**Passage provided:**
——

For all the time Torontonians will spend sipping lager and pinot on patios this summer, it would be easy to conclude that the people of this city have always embraced eating and drinking al fresco. Not so. It wasn’t until the 1960s and Yorkville’s counter-cultural era that prudish diners were finally coaxed outdoors en masse.

In the 1920s, outdoor restaurant seating was an impossibly exotic concept confined to the evocative text of vacation adverts. Canadian Pacific’s “Parasol Cruise” to the West Indies promised “black boys diving for pennies” and “Paris-like boulevards [lined with] cool sidewalk cafes.”

The St. Moritz On-The-Park—”New York’s only truly continental cafe—opened its own European-style outdoor seating area in the 1950s, followed by numerous others, prompting the writers of the Globe and Mail‘s “over the teacups” society column to wonder why no-one has tried a similar concept in Toronto. “With all Toronto’s new bohemian eating places, there’s nary a sidewalk cafe in the lot. Wonder why not?”

The Globe‘s assertion that there were no outdoor cafes in Toronto wasn’t entirely correct. Ice cream and milk shake stands offered patrons outdoor seating (even during the winter) as far back as the 1920s, and there are pictures of bundled up men hunching over warm cups of coffee during the frigid winter in the city archives.

toronto sidewalk cafe patio
Sidewalk cafe, circa 1926. City of Toronto Archives, Fonds 1244, Item 7246.

The distinction between a concession stand with a few outdoor seats and a cafe with a sprawling, parasoled patio doesn’t seem to have been made in Toronto until the 1960s. A 1963 Toronto Star story claimed the Sidewalk Cafe at 34 College St. had the first patio, though the real credit appears to lie with its short-lived predecessor at the same location, the French-themed Chateau Briand, which opened in July 1960.

A so-called “new style” restaurant, the Chateau Briand had “bizarre appeal,” according to the Globe and Mail.  A photo accompanying the opening announcement shows a small outdoor dining area skirted by a low wall and planters stuffed with flowers.

“It is hoped [the Chateau Briand] will overcome the history of failure experienced by predecessors on the same location,” the paper wrote. It didn’t. Within three years the Sidewalk Cafe had taken over its location and poached the claim of owning the first patio in Toronto.

Coverage of the grand opening of the Sidewalk Cafe in the Globe and Mail suggests the restaurant had one of the first pizza ovens and Gaggia espresso machines in the city, as well as the first outdoor dining area.

“I have had the calculations for a pizza oven in my head for many years but no-one in this country knows how to build, so I build,” said Venetian-born owner Dr. Pino Riservato. “He expects to make Gaggia and espresso household words in Canada,” wrote reporter Mary Jukes.

——

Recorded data
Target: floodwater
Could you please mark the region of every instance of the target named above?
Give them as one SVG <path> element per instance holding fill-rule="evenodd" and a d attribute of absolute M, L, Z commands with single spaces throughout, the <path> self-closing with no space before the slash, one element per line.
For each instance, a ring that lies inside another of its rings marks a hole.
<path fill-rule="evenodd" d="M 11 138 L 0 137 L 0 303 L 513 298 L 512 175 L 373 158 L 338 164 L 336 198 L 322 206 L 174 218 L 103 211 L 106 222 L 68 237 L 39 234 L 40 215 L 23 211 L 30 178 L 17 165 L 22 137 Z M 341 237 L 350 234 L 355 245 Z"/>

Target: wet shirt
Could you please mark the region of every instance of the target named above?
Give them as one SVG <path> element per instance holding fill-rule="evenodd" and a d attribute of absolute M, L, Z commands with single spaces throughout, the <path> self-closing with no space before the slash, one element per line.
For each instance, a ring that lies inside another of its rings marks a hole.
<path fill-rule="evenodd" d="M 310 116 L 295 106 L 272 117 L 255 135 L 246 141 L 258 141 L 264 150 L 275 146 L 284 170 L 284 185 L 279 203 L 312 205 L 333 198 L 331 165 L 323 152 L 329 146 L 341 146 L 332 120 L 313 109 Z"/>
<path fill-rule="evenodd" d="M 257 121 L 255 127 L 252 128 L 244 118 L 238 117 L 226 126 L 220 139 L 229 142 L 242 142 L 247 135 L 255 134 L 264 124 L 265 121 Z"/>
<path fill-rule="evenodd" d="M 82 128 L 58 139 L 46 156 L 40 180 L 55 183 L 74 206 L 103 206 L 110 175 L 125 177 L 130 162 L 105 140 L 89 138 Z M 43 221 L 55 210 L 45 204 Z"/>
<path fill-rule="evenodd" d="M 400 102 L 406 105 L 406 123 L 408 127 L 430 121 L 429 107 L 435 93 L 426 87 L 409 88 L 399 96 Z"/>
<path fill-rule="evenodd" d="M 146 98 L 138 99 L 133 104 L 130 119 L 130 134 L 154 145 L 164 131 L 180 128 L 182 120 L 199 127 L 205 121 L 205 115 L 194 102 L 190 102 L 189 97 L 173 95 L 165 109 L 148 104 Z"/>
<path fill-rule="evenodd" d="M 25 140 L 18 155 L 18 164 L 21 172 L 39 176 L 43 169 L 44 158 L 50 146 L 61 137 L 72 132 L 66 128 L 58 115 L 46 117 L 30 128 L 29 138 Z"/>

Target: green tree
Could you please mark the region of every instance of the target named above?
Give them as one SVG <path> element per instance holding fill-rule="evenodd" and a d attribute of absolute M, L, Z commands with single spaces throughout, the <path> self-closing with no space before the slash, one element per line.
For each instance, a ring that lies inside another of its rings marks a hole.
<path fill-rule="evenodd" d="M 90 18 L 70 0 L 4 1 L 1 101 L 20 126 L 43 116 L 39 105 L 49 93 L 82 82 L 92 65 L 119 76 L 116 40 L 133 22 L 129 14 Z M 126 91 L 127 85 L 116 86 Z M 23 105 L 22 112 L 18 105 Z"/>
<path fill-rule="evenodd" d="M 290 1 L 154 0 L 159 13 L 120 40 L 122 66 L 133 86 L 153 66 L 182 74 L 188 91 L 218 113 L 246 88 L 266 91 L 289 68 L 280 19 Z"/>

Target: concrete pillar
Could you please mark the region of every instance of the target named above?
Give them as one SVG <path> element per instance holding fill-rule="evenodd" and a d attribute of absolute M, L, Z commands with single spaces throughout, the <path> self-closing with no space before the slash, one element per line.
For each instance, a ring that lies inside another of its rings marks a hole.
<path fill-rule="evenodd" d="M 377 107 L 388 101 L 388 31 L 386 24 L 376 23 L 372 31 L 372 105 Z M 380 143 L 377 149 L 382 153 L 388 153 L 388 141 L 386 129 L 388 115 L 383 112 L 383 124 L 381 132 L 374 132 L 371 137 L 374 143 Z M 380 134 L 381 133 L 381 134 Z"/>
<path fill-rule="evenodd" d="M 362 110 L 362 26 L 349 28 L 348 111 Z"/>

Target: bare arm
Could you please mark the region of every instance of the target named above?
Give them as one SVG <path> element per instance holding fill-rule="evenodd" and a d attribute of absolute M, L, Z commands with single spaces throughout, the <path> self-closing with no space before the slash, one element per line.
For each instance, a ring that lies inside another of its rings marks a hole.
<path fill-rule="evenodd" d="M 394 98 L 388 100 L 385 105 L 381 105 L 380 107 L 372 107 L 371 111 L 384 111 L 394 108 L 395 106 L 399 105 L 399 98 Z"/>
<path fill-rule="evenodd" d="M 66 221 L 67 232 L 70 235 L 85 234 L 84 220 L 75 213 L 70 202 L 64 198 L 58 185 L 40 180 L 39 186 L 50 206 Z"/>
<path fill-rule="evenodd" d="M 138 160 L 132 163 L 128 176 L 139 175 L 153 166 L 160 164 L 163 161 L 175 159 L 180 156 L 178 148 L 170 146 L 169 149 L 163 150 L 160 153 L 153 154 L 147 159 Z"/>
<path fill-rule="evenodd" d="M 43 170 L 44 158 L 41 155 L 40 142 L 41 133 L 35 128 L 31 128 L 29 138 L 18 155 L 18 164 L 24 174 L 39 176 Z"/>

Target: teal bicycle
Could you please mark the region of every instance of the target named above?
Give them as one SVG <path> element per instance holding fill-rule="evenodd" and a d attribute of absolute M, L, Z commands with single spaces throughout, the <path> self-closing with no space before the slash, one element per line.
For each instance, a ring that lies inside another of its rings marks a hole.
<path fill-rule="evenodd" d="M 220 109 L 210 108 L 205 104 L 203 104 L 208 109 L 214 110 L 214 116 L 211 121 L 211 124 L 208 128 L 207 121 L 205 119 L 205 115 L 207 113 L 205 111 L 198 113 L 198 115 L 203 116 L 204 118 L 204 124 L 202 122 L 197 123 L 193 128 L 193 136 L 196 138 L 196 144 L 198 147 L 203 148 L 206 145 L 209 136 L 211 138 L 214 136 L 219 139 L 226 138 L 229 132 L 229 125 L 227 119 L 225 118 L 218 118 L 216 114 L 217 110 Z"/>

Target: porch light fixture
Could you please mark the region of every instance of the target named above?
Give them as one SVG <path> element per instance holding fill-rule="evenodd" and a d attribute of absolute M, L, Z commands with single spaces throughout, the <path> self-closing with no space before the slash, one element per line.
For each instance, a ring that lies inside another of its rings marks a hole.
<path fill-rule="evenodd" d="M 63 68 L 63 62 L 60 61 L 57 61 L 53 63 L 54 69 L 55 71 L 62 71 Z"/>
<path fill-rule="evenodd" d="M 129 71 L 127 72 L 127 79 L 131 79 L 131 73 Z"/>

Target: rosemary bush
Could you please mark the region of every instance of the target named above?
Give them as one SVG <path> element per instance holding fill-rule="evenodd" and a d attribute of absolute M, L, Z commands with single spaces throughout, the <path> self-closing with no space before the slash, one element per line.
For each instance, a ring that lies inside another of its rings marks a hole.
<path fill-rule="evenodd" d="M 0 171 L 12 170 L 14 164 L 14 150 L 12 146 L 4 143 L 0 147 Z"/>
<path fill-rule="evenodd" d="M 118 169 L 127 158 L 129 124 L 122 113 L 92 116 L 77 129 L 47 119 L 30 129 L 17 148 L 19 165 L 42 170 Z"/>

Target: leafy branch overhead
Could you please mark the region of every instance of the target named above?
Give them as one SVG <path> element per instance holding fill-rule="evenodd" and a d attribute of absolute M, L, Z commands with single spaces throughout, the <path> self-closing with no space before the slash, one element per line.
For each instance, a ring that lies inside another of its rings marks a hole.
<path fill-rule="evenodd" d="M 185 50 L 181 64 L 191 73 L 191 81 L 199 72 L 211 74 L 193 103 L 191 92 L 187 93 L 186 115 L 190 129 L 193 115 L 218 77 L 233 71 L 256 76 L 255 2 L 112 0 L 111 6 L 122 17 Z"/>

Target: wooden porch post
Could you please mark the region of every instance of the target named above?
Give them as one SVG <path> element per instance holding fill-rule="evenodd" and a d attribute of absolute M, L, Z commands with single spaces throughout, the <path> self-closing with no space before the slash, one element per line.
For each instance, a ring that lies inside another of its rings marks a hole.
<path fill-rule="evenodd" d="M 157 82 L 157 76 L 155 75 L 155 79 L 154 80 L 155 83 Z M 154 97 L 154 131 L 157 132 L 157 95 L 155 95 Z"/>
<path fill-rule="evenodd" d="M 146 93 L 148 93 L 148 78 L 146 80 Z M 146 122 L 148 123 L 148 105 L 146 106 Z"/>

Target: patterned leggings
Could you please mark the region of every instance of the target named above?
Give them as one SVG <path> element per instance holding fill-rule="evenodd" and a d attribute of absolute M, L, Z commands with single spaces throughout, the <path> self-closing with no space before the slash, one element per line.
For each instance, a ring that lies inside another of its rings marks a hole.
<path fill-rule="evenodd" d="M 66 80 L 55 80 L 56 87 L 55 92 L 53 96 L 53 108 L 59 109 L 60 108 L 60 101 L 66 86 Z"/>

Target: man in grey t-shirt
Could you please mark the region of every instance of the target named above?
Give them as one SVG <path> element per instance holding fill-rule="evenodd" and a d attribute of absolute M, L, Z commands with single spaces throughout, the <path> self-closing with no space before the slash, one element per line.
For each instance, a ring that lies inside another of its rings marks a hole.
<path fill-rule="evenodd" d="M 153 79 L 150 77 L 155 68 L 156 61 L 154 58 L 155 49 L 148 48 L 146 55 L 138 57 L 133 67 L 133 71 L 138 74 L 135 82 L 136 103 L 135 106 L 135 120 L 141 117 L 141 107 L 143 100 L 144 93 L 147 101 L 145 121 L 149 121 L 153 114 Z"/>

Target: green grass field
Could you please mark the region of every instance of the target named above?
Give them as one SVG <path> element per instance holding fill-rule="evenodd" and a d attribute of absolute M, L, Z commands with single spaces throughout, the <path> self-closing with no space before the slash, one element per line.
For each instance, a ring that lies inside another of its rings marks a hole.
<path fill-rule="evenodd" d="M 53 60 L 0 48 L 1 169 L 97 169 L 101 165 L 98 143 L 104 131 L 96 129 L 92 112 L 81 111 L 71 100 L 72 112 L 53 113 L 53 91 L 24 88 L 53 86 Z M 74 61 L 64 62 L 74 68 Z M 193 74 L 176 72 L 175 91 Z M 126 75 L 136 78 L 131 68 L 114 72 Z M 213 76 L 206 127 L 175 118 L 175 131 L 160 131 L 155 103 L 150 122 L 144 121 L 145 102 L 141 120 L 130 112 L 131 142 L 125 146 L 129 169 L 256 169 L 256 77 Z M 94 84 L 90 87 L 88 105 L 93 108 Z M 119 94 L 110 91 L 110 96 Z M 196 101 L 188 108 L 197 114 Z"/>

——

**Jobs:**
1. According to the passage on Toronto's patio history, in what month and year did the Chateau Briand open?
2. Please carry on the passage on Toronto's patio history from its final sentence.
The items are material separate from the passage on Toronto's patio history.

**Answers by task:**
1. July 1960.

2.
Riservato’s grand opening was attended by more than a 1,000 people, including Italian consul Piero Nuti and his wife. The accompanying photograph shows the trio smiling around a table set on the College St. sidewalk. The happiness would’t last. The popular business went the same way as the Chateau Briand and was forced to close after just six months due to financial problems involving its owner.

toronto yorkville patio
The patio of the Penny Farthing on Yorkville Ave., 26 May, 1965. York University Archives, Toronto Telegram fonds, F0433, ASC00600.

Fast forward to the summer of 1963 and Riservato’s outdoor coffee concept had been taken up in Yorkville, Toronto’s counter-cultural and hippie heartland. “Despite dust, traffic fumes and unpredictable weather, the Toronto outdoor cafe business is enjoying a remarkable boom,” wrote Ralph Thomas a wide-eyed Star reporter. “In the last three months alone, eight new places have opened, doubling the number [of patios] in operation last year.”

Thomas explained how Das Uppenbrau on Yorkville Ave. “tries terribly hard to be ‘a little cafe in Vienna,'” and the Cafe Francais on Scollard St. “is so French that unless unless you speak the tongue, chances are you won’t get what you want.” The Coffee Mill was packed with beatniks “who buy one coffee and stay all night.”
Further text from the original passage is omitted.